▶ Task: Convert every line in the rows below into a single numbered list, skipping blank lines and leaving the pictures out.

▶ Raw records:
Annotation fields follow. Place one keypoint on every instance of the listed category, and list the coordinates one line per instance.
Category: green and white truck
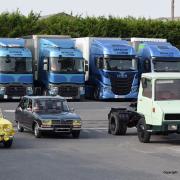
(157, 110)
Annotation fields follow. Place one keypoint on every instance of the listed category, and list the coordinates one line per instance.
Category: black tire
(8, 144)
(143, 135)
(19, 127)
(117, 126)
(76, 134)
(37, 133)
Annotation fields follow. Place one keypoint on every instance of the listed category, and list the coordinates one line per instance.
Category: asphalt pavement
(95, 155)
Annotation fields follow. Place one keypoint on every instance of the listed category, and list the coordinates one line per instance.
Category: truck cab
(16, 78)
(156, 55)
(112, 70)
(156, 111)
(60, 66)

▶ Right answer:
1. Annotation fields follow. Place one keypoint on every instance of the listed category, and list the coordinates one line per instance.
2. Category: green and white truck
3. (157, 110)
4. Annotation fields follow. Place one keypoint on every instance of the listed category, and list the coordinates one line per instance.
5. Category: black tire
6. (8, 144)
7. (143, 135)
8. (19, 127)
9. (117, 126)
10. (76, 134)
11. (37, 133)
12. Annotation fields follow. Place one keypoint on every instance of the listed category, and list the coordinates one line per instance.
13. Category: asphalt pavement
14. (95, 155)
15. Annotation fields follow. Place one keypoint on every instance of the listed category, and list the coordinates one line per instance.
16. Category: truck cab
17. (16, 78)
18. (156, 55)
19. (112, 70)
20. (156, 111)
21. (60, 66)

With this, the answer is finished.